### WHAT IS BEING ASKED
Please transcribe every record below exactly as it appears.

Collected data

※ ※ ※

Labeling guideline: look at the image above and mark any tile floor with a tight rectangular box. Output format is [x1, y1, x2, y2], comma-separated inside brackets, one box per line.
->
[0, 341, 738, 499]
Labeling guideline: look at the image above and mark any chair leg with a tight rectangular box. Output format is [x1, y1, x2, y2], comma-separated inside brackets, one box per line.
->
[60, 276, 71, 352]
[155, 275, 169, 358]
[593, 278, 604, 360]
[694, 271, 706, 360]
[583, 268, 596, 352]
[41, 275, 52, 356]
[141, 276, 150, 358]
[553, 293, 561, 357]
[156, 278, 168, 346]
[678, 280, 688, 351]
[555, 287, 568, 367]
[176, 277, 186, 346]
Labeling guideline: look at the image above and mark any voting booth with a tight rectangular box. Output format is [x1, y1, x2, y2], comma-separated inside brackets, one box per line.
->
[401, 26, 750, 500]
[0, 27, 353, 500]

※ ※ ※

### RESULT
Labeling guideline: look at the image above and mark any tile floor with a tight rectangular box. Output format is [x1, y1, x2, y2], comma-separated inside brackets, one box per line.
->
[0, 341, 738, 499]
Labeling guideline: look at the image above and mark any chair leg with a tight rectangular box. Output format is [x1, y1, x2, y2], comma-separated inside brackets, one box per line.
->
[60, 276, 71, 352]
[155, 275, 169, 358]
[593, 278, 604, 360]
[694, 271, 706, 360]
[583, 268, 596, 352]
[41, 275, 52, 356]
[141, 276, 150, 358]
[553, 293, 561, 357]
[156, 278, 168, 346]
[678, 280, 688, 351]
[555, 287, 568, 367]
[176, 277, 186, 346]
Labeling guideline: look at the image above and mark any voting booth with a tight rectangular box. Output format is [x1, y1, x2, y2], comma-separated inside brackets, one box per line.
->
[401, 26, 750, 500]
[0, 27, 353, 500]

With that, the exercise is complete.